**SELECTED PASSAGE:**
75    In the light of this evidence, the Federal Magistrate made no appellable error. Whether the additional costs liability were $165,660.71 or $96,198.05 (as at 28 June 2011), when the other costs liabilities are taken into account the result is the same: they indicate the appellant lacked solvency, and was unable to meet his debts as and when they fell due.

76    Ground 1.1 fails.

77    Ground 1.2: Ground 1.2 of the appeal states:

1.    The Court erred in finding that there was:

1.2    “in addition, other liabilities which Mr Christou [the appellant] shares with the company Corporate Systems Publishing Pty Ltd”.

78    The appellant says the problem with reliance on Ms Worthington’s affidavit evidence without material having been put to the appellant or without her being cross-examined is further highlighted by the Federal Magistrate’s finding that “There are, in addition, other liabilities which Mr Christou [the appellant] shares with the company, Corporate Systems Publishing Pty Ltd”.

79    The appellant says the statutory demand issued 24 June 2011 provided CSP with 21 days to deal with the amount claimed.

80    The respondents contend that there is uncontested evidence in the affidavit of Ms Worthington at para 16-20 that was before the Federal Magistrate as to other liabilities which the appellant shared with CSP (with which he was related) arising out of other litigation, which supported the Federal Magistrate’s finding.

81    I accept the respondent’s submissions.

82    Even if one were to accept that CSP had 21 days to deal with the costs claimed in the bankruptcy notice, when taken with the evidence as a whole the Federal Magistrate was entitled to consider these costs were unlikely to be paid.

83    In any event, even if he were not so entitled and the Federal Magistrate were in error, this error would not result in his overall determination of costs liabilities being set aside. The appellant’s additional costs liabilities remained considerable and it appeared the appellant was unable to pay his debts as and when they fell due.

84    This ground fails.

ground 2

85    Ground 2 of the appeal states:

3.    The Court erred in finding that as the most recent orders in Federal Court proceedings WAD 182 of 2010 were to strike out the appellant’s statement of claim, his claim did not constitute sufficient cause for the Court to decline to make a sequestration order.

86    The appellant says he identified the Federal Court proceedings as well as the judgment of Beech J as matters in respect of which the discretion under s 52(2)(b) ought be considered.

**RECORDS:**
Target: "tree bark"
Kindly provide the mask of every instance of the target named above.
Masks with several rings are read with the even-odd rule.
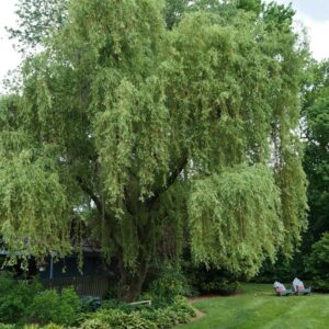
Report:
[[[135,302],[140,293],[146,279],[148,264],[147,261],[140,260],[136,269],[127,269],[123,261],[120,260],[121,280],[117,286],[117,299],[125,303]]]

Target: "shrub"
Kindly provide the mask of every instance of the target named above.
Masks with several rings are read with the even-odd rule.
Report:
[[[313,281],[311,286],[319,291],[329,291],[329,232],[315,242],[307,261],[307,271]]]
[[[88,319],[84,320],[79,328],[80,329],[111,329],[111,326],[103,322],[101,319]]]
[[[0,324],[0,329],[15,329],[14,325]]]
[[[55,324],[48,324],[44,327],[39,327],[38,325],[25,325],[24,329],[64,329],[64,327]]]
[[[201,294],[231,295],[238,288],[237,277],[226,270],[184,263],[184,274],[192,288]]]
[[[27,308],[26,318],[42,325],[54,322],[70,326],[77,321],[79,308],[79,296],[72,288],[64,288],[61,294],[49,290],[34,297]]]
[[[138,311],[128,311],[128,308],[103,308],[95,314],[90,314],[89,318],[80,325],[80,328],[166,329],[172,328],[178,324],[185,324],[194,315],[194,309],[184,298],[175,297],[170,306],[162,308],[148,307]]]
[[[162,274],[150,284],[144,297],[152,299],[156,307],[163,307],[172,304],[178,295],[185,295],[188,288],[180,269],[167,263]]]

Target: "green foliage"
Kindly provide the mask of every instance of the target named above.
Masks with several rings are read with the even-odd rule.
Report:
[[[195,311],[188,302],[182,297],[175,297],[171,300],[170,306],[160,308],[144,307],[140,310],[134,310],[132,306],[122,309],[103,308],[95,314],[88,315],[88,319],[81,322],[80,328],[167,329],[189,322],[193,316],[195,316]]]
[[[309,227],[314,240],[329,229],[329,81],[328,61],[310,68],[311,87],[305,93],[303,114],[306,121],[304,168],[309,181]]]
[[[253,275],[264,260],[264,251],[274,259],[282,245],[280,208],[273,174],[262,166],[238,167],[196,181],[189,201],[196,261]],[[232,245],[235,248],[230,248]]]
[[[306,270],[311,275],[314,288],[329,291],[329,232],[313,245]]]
[[[64,329],[65,327],[55,325],[55,324],[48,324],[46,326],[41,327],[39,325],[25,325],[23,329]]]
[[[194,306],[205,315],[182,329],[200,328],[326,328],[328,294],[310,298],[275,297],[272,284],[242,284],[237,296],[203,298]]]
[[[164,270],[145,294],[157,307],[172,304],[178,295],[185,296],[186,280],[177,265],[166,264]]]
[[[79,222],[117,260],[127,300],[164,240],[180,254],[186,223],[197,262],[253,275],[279,248],[292,252],[305,227],[295,129],[307,56],[290,7],[20,3],[19,37],[38,43],[49,29],[20,92],[0,101],[8,248],[64,256]]]
[[[8,29],[21,52],[33,48],[60,29],[66,19],[67,0],[20,0],[16,3],[19,26]]]
[[[38,283],[14,281],[12,276],[0,275],[0,322],[16,324],[23,321],[26,308],[42,291]]]
[[[72,288],[64,288],[61,294],[55,290],[45,291],[36,295],[27,307],[27,320],[70,326],[77,321],[80,306],[79,296]]]
[[[14,325],[0,324],[0,329],[15,329],[15,326]]]

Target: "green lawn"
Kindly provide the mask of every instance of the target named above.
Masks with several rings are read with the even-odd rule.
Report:
[[[242,285],[239,295],[203,299],[193,305],[205,316],[180,329],[329,328],[329,295],[277,297],[272,285],[266,284]]]

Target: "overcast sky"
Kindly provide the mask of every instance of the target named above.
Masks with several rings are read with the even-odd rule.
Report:
[[[270,2],[270,0],[265,0]],[[308,32],[310,49],[316,59],[329,58],[329,0],[276,0],[293,3],[297,11],[296,21],[303,23]],[[20,63],[20,55],[12,48],[4,26],[15,24],[15,3],[18,0],[0,0],[0,81],[9,70]]]

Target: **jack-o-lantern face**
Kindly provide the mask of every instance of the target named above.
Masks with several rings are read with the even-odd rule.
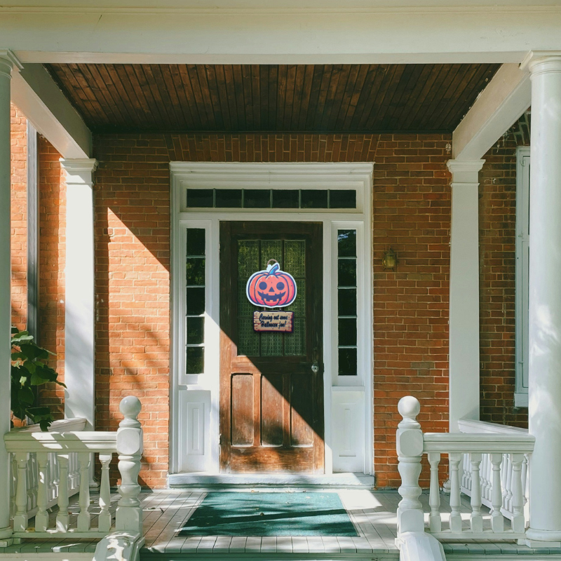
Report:
[[[266,271],[259,271],[250,277],[245,292],[255,306],[283,308],[296,299],[296,281],[292,275],[281,271],[275,262],[267,264]]]

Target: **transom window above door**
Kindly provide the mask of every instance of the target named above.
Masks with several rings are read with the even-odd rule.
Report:
[[[187,208],[356,208],[356,189],[187,189]]]

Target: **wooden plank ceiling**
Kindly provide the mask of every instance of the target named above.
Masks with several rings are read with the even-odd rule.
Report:
[[[450,133],[499,65],[49,65],[95,133]]]

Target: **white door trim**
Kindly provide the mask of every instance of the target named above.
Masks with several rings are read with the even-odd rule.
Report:
[[[219,285],[218,234],[221,220],[318,222],[323,224],[323,348],[325,473],[333,470],[332,407],[360,412],[363,422],[355,427],[360,454],[348,458],[355,471],[372,473],[373,406],[372,281],[372,163],[238,163],[171,162],[171,369],[170,473],[190,471],[217,473],[219,468]],[[353,189],[357,193],[356,209],[187,209],[187,188],[240,189]],[[205,372],[184,374],[184,238],[187,228],[204,228],[207,232],[205,285]],[[338,229],[353,228],[358,238],[358,374],[338,376],[334,372],[332,342],[337,342],[337,234]],[[335,269],[334,271],[337,269]],[[335,342],[336,344],[336,342]],[[335,357],[336,360],[336,357]],[[196,407],[192,403],[198,404]],[[191,405],[189,405],[191,404]],[[350,404],[350,405],[349,405]],[[355,405],[353,405],[355,404]],[[206,411],[206,409],[208,411]],[[205,412],[199,440],[204,442],[201,457],[189,458],[187,427],[189,414]],[[360,418],[359,418],[360,419]],[[193,422],[195,422],[194,421]],[[191,430],[190,428],[189,430]],[[335,450],[335,467],[344,468],[348,451]],[[345,470],[346,471],[346,470]]]

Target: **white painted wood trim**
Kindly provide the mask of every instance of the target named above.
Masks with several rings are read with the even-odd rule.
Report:
[[[65,415],[95,422],[93,178],[96,160],[61,159],[66,171]]]
[[[529,74],[518,65],[499,69],[452,134],[456,160],[478,160],[532,102]]]
[[[450,160],[452,172],[449,407],[450,432],[479,419],[479,170],[484,160]]]
[[[217,279],[219,276],[219,228],[221,220],[267,220],[320,222],[323,224],[323,278],[324,318],[333,313],[333,295],[337,291],[337,275],[332,274],[333,252],[337,248],[333,243],[337,228],[356,228],[360,232],[358,248],[360,297],[364,305],[360,322],[363,338],[362,367],[356,380],[348,381],[337,378],[333,374],[333,360],[330,352],[332,346],[333,330],[330,322],[324,321],[324,402],[325,419],[325,473],[332,471],[332,393],[353,391],[362,395],[360,407],[363,411],[364,434],[361,435],[361,469],[365,473],[372,473],[373,465],[373,335],[372,330],[372,163],[189,163],[171,162],[172,183],[172,368],[171,368],[171,426],[170,447],[170,473],[182,471],[185,466],[184,454],[182,452],[186,435],[184,432],[185,412],[182,409],[190,399],[182,396],[183,392],[210,392],[210,412],[209,424],[210,450],[205,465],[210,473],[218,471],[219,440],[219,353],[212,349],[219,348],[219,290]],[[302,210],[286,212],[275,209],[203,209],[202,211],[187,210],[184,198],[187,186],[191,187],[222,189],[339,189],[352,188],[357,191],[357,209],[343,211],[337,209],[321,210]],[[182,356],[184,344],[182,318],[184,315],[184,281],[182,273],[184,265],[184,238],[187,227],[205,227],[207,229],[206,283],[207,318],[205,327],[205,374],[203,376],[187,377],[184,359]],[[210,278],[209,278],[210,276]],[[335,339],[335,344],[336,339]],[[358,379],[360,378],[360,380]],[[203,396],[203,393],[198,393]],[[205,394],[206,395],[206,394]]]
[[[63,158],[89,158],[92,134],[43,65],[14,74],[12,100]]]
[[[515,407],[528,406],[528,258],[530,147],[516,149]]]
[[[528,434],[527,428],[508,425],[499,425],[496,423],[488,423],[486,421],[476,421],[473,419],[461,419],[458,421],[458,427],[461,433],[481,434]]]
[[[423,453],[429,452],[531,454],[536,438],[529,434],[425,433]]]
[[[13,3],[0,36],[25,63],[519,62],[561,48],[550,2],[86,4]]]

**PROBLEMS TO WORK ON:**
[1] Reproduce verbatim the passage of the bankruptcy appeal judgment that begins at the words "77    Ground 1.2: Ground" and ends after the words "the amount claimed.".
[2] Extend the bankruptcy appeal judgment by writing the passage that follows its last paragraph.

**ANSWERS TO THE PROBLEMS:**
[1]
77    Ground 1.2: Ground 1.2 of the appeal states:

1.    The Court erred in finding that there was:

1.2    “in addition, other liabilities which Mr Christou [the appellant] shares with the company Corporate Systems Publishing Pty Ltd”.

78    The appellant says the problem with reliance on Ms Worthington’s affidavit evidence without material having been put to the appellant or without her being cross-examined is further highlighted by the Federal Magistrate’s finding that “There are, in addition, other liabilities which Mr Christou [the appellant] shares with the company, Corporate Systems Publishing Pty Ltd”.

79    The appellant says the statutory demand issued 24 June 2011 provided CSP with 21 days to deal with the amount claimed.

[2]
87    The appellant says that if the respondents’ submission is that the Court is not entitled to look at all relevant circumstances in the exercise of that discretion, the submission does not deal with the position that the discretion is a broad one. The exercise of such a broad discretion enables the Court to ensure that substantial justice is done between the parties.

88    On behalf of the respondents, it is said that the appellant did not seek to rely on its claim before the Federal Court (Nick Christou v Stantons International Pty Ltd WAD 182 of 2010) as constituting “other sufficient cause” before the Federal Magistrates Court as a reason why the sequestration order ought not be made under s 52(2)(b) of the Bankruptcy Act. This proceeding does not involve the respondents.

89    The respondents note that on 27 April 2011 the appellant filed an amended notice of opposition upon which the creditors’ petition was opposed which confirmed that the appellant also sought to challenge the petition on the supplementary basis of “other sufficient cause”.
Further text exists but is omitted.